Task instructions: Can you reproduce the items below word for word, starting at the first line and ending at the line containing "253;323;276;369", with both of those lines included?
## Start Information provided
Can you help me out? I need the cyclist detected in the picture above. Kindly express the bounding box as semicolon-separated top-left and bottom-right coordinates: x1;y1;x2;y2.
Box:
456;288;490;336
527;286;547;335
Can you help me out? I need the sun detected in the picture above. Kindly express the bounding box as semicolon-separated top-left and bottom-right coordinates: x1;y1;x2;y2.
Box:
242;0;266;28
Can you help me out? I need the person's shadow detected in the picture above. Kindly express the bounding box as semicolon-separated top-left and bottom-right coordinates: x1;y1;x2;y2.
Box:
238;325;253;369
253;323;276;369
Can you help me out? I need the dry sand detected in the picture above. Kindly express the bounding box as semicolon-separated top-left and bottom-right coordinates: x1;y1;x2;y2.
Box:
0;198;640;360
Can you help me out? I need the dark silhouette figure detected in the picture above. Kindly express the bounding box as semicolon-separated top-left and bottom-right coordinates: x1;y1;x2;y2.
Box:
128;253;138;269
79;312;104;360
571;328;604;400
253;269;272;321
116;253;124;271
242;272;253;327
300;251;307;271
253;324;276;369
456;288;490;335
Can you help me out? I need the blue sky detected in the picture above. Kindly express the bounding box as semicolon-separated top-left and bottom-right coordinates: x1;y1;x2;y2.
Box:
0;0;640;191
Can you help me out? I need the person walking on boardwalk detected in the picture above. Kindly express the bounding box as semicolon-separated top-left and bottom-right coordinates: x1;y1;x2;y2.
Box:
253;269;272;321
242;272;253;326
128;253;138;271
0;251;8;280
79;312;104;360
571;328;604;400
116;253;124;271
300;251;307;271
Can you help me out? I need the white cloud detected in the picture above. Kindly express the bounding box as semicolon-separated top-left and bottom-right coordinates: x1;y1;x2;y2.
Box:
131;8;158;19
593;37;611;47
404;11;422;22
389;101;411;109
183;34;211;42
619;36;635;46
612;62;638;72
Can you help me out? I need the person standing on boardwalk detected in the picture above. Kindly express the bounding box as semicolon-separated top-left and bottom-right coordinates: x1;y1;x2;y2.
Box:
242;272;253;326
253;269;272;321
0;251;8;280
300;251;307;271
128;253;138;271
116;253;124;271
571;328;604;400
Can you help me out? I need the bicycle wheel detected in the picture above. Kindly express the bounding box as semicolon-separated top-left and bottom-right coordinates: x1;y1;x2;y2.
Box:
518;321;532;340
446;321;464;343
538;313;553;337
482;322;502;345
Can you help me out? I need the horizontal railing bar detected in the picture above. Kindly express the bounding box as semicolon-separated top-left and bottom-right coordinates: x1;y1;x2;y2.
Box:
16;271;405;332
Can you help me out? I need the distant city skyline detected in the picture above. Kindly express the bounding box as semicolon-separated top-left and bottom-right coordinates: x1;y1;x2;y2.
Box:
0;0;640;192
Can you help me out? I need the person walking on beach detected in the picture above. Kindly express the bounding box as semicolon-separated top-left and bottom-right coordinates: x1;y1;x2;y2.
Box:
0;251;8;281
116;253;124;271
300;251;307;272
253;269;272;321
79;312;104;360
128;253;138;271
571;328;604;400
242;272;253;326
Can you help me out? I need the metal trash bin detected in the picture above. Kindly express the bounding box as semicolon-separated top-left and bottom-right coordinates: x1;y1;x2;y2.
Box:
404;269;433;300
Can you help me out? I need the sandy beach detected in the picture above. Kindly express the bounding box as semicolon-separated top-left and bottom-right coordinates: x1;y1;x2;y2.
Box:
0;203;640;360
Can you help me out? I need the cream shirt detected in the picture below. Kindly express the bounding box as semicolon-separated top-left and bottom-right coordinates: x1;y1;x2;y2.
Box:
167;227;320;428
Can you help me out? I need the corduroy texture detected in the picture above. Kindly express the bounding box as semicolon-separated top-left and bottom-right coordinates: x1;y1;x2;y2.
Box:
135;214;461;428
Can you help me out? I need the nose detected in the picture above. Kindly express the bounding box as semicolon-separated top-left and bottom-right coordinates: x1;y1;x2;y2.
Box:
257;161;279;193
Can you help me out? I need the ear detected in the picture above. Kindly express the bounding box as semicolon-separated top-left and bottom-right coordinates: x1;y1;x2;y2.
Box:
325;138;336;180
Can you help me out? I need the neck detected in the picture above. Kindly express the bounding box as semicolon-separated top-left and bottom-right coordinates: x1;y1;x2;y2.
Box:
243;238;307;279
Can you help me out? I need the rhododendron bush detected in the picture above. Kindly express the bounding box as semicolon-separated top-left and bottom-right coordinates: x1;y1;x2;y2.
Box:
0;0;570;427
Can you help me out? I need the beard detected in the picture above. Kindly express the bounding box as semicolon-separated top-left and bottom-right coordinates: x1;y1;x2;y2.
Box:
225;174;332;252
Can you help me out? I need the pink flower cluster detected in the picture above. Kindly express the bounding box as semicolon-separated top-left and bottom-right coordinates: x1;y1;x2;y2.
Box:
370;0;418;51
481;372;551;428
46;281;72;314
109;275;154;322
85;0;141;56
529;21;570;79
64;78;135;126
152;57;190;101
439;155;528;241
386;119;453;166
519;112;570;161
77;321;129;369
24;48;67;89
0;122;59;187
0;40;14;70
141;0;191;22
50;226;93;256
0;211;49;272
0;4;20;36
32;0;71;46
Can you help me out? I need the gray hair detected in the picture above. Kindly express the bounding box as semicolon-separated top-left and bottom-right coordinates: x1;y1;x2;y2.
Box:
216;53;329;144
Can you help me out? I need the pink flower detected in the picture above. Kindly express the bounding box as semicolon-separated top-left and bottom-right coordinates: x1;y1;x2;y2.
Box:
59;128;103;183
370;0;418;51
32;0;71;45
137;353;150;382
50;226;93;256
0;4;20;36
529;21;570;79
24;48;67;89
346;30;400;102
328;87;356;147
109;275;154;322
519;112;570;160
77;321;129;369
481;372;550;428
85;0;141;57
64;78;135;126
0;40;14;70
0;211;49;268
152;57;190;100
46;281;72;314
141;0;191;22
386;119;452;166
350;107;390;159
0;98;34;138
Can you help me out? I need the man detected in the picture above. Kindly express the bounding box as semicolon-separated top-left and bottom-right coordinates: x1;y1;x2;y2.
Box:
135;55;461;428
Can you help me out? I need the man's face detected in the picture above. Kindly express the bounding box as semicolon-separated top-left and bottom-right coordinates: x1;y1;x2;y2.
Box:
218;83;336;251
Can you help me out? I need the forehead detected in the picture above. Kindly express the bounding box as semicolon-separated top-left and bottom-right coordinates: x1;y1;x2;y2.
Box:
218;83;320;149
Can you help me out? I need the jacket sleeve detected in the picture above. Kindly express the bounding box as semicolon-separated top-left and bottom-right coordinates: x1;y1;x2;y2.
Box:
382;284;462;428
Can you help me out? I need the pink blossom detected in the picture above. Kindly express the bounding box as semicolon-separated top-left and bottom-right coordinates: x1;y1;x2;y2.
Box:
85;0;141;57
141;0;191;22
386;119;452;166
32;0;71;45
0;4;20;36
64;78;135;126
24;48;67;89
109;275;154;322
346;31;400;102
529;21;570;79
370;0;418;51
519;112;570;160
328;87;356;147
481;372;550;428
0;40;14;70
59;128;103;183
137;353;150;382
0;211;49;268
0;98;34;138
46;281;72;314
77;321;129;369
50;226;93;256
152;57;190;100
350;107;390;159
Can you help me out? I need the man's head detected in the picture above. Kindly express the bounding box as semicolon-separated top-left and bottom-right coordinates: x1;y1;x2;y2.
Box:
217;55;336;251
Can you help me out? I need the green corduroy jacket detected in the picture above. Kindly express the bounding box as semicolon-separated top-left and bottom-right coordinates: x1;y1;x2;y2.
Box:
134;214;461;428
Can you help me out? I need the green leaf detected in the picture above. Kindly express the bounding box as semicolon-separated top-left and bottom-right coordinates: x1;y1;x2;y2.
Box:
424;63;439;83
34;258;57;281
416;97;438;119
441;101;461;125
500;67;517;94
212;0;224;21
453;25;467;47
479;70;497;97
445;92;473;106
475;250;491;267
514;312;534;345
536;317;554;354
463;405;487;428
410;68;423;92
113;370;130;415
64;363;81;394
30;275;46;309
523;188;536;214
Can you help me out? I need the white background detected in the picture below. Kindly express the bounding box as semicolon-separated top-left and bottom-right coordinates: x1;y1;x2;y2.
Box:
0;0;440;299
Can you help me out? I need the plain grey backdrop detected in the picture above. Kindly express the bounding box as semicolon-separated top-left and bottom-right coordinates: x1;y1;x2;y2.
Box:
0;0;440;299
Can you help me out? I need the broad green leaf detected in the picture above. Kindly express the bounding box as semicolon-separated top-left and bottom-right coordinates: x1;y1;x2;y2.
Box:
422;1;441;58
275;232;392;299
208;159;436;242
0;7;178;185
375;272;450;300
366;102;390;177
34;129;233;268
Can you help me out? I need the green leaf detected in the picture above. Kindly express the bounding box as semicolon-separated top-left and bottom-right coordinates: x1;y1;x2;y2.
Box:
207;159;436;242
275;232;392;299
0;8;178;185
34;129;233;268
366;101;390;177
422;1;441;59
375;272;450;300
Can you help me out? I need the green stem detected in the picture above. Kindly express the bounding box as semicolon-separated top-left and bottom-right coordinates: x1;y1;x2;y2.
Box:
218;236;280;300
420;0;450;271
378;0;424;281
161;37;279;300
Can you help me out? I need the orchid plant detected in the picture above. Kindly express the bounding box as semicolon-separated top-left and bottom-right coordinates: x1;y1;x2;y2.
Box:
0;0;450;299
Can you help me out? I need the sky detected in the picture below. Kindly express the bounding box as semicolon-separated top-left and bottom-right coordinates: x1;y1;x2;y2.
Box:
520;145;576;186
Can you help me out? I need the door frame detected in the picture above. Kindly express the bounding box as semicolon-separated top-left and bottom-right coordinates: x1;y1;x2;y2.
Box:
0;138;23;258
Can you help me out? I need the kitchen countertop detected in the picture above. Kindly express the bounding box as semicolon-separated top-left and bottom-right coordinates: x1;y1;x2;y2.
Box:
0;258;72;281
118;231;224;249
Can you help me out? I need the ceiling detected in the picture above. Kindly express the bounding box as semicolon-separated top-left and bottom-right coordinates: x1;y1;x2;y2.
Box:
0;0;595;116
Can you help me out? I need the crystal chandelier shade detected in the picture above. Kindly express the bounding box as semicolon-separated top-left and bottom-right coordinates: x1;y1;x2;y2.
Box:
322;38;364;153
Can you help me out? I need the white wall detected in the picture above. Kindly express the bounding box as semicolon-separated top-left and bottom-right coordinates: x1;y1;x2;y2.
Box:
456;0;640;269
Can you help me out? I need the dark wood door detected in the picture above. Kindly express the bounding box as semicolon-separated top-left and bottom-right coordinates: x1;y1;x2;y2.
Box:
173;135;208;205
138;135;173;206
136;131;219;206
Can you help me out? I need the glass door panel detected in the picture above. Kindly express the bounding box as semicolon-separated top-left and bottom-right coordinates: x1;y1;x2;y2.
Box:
## End Information provided
Finished task:
Can you help me out? I need the cyclist detected in the picture above. Kindly express the bounding box as semicolon-separated top-left and bottom-right coordinates: x1;y1;x2;y2.
Box:
456;288;490;336
527;286;547;335
Can you help me out? I need the sun detected in the picture above. Kindly express the bounding box as semicolon-separated top-left and bottom-right coordinates: x1;y1;x2;y2.
Box:
242;0;266;28
Can you help me out? I need the person's shadow detected in the picture above. Kindly express the bounding box as semicolon-separated top-left and bottom-right coordinates: x1;y1;x2;y2.
Box:
238;325;253;369
253;323;276;369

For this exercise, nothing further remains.